[[ THE RECORDS open ]]

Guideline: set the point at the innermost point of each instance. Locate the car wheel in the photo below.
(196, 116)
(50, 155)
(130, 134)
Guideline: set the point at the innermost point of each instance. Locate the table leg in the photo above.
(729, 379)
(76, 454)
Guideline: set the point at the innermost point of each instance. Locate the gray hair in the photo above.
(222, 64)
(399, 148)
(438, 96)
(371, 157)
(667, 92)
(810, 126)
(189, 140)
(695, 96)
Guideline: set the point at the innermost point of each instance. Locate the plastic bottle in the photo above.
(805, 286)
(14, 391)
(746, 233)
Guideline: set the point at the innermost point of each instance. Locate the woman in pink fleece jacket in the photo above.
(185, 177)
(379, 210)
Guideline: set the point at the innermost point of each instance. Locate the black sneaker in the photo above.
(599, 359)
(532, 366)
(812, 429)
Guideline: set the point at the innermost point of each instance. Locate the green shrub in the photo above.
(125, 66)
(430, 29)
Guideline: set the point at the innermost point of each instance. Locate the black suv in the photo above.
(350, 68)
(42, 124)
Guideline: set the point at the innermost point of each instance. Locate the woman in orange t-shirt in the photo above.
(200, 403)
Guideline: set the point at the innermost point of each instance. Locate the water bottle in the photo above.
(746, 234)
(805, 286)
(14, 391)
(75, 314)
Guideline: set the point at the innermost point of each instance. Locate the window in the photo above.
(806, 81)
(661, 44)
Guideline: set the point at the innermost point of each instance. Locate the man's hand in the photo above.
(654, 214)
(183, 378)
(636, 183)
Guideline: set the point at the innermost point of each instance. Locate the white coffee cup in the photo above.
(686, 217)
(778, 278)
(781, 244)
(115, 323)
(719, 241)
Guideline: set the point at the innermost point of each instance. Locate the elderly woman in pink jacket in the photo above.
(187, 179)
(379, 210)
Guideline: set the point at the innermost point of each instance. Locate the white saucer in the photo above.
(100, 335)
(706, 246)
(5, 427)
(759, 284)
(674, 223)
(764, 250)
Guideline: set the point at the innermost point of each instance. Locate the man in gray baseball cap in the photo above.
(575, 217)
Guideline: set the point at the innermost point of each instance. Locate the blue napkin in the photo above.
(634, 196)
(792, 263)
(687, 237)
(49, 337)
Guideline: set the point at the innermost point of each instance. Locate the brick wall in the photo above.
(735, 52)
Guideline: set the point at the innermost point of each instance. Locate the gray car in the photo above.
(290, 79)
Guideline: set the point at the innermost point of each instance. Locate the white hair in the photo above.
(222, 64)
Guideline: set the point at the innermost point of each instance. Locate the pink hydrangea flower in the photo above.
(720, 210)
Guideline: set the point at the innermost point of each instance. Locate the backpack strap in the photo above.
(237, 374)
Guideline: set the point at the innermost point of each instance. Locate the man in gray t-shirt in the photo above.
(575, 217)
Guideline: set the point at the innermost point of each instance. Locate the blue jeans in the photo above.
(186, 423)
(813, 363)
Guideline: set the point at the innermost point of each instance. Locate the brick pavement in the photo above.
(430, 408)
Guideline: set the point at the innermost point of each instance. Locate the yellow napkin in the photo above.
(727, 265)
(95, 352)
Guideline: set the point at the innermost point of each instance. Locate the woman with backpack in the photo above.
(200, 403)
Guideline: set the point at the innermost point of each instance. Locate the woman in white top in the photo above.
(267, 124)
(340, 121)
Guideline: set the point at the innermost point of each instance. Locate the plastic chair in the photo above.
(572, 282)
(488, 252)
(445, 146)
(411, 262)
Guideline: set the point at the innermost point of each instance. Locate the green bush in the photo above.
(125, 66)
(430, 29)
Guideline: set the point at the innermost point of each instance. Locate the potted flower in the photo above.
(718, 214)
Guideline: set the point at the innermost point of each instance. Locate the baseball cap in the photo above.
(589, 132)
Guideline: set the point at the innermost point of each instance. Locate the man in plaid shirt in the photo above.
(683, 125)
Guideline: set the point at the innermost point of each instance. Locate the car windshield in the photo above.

[[ THE RECORDS closed ]]

### TASK DETAILS
Please transcribe the full listing exactly, down to the last line.

### RESULT OF THE EXERCISE
Guideline: set the point at the innermost point of each instance. Locate the car wheel in the photo below.
(196, 116)
(50, 155)
(130, 134)
Guideline: set the point at the innermost point of each instance. Locate the table leg in the photo above.
(729, 379)
(76, 454)
Guideline: set the point at the innermost point of each instance. Locate the gray hair in the photo above.
(222, 64)
(399, 148)
(438, 96)
(371, 157)
(667, 92)
(810, 126)
(189, 140)
(695, 96)
Guideline: set the point at the innermost point of each instance. Locate the plastic bottle in the photo above.
(805, 286)
(14, 391)
(746, 233)
Guideline: set the point at the innermost point of each instance. Locate the woman in pink fleece jacket in the photo above.
(185, 177)
(379, 210)
Guideline: set the point at the innermost point of each instance. Locate the black sneaker in the photo above.
(599, 359)
(532, 366)
(812, 429)
Guideline: set the point at the innermost point of each instance. Locate the green shrub in the photo above.
(125, 66)
(430, 29)
Guideline: set the point at the innermost point of each instance. Locate the black suv in the photo above.
(350, 68)
(42, 124)
Guideline: set the point at the innermost point of each instance. Locate the woman in orange t-shirt in the photo above.
(200, 403)
Guideline: set the point at the innermost point of each instance. Locate the water bottle in the photo above.
(746, 234)
(805, 286)
(14, 391)
(75, 314)
Guideline: set the point at the innermost point of each instance. Locate the window in the photo above.
(806, 81)
(661, 44)
Guideline: set the point at the innermost point of each instance. Locate the man's hand in the photo above.
(654, 214)
(183, 378)
(636, 183)
Guideline: set the point at the innermost point of each instance. Locate the white coffee cup in the photo above.
(686, 217)
(778, 278)
(781, 244)
(115, 323)
(719, 241)
Guideline: set the point at the innermost point of each instance. Locate the elderly woman in pink jacket in the photo above.
(187, 179)
(379, 210)
Guideline: set the point at the innermost point of each instance. Locate the white saucer in the photo above.
(100, 335)
(706, 246)
(5, 427)
(759, 284)
(674, 223)
(764, 250)
Guideline: set the point at the innermost point of each instance. Locate the man in gray baseball cap in the photo above.
(575, 217)
Guideline: set the point at the innermost point of each instance. Locate the blue napkin in the photo above.
(634, 196)
(792, 263)
(687, 237)
(49, 337)
Guideline: set the point at the innermost point of each instance. Locate the brick wall in the photo above.
(735, 52)
Guideline: set the point at the innermost point of each instance. Locate the gray car in the photo above.
(290, 79)
Guideline: set the point at the innermost point of each instance. Locate the white hair in the photo above.
(222, 64)
Guideline: set the point at the innermost point of each instance. Locate the pink hydrangea flower in the photo above.
(720, 210)
Guideline: set the point at the innermost point of each instance. Locate the backpack strap in the photo above.
(237, 374)
Guideline: set the point at the innermost point of each instance. Locate the man in gray t-shirt in the photo above.
(575, 217)
Guideline: set the point at the innermost point of each instance. Locate the blue jeans in the photo above.
(186, 423)
(813, 363)
Guideline: set the point at the innermost point of each instance. Locate the brick pavement in the photo above.
(430, 408)
Guideline: set the point at the innermost point of each instance. Locate the yellow napkin in the photo above.
(727, 265)
(95, 352)
Guideline: set the point at the innermost point of each instance. Locate the woman with backpack in the photo above.
(200, 403)
Guideline: set the point at the innermost point of each instance. Locate the woman in white top in the photo above.
(267, 124)
(340, 121)
Guideline: set the point at the innermost point of each instance. Locate the plastic chair in the photo above.
(572, 282)
(488, 252)
(445, 146)
(411, 262)
Guideline: set the point at the innermost point of each instance. Locate the green bush in the photo above.
(125, 66)
(430, 29)
Guideline: set the point at the innermost point of each instance. Locate the potted flower in the photo above.
(718, 214)
Guideline: set the point at the innermost point of each instance. Locate the baseball cap in the photo above.
(589, 132)
Guideline: set the point at the innermost point of each instance. Locate the man in plaid shirt in the photo above.
(683, 125)
Guideline: set the point at the innermost point of each instance. Locate the car windshield in the photo above.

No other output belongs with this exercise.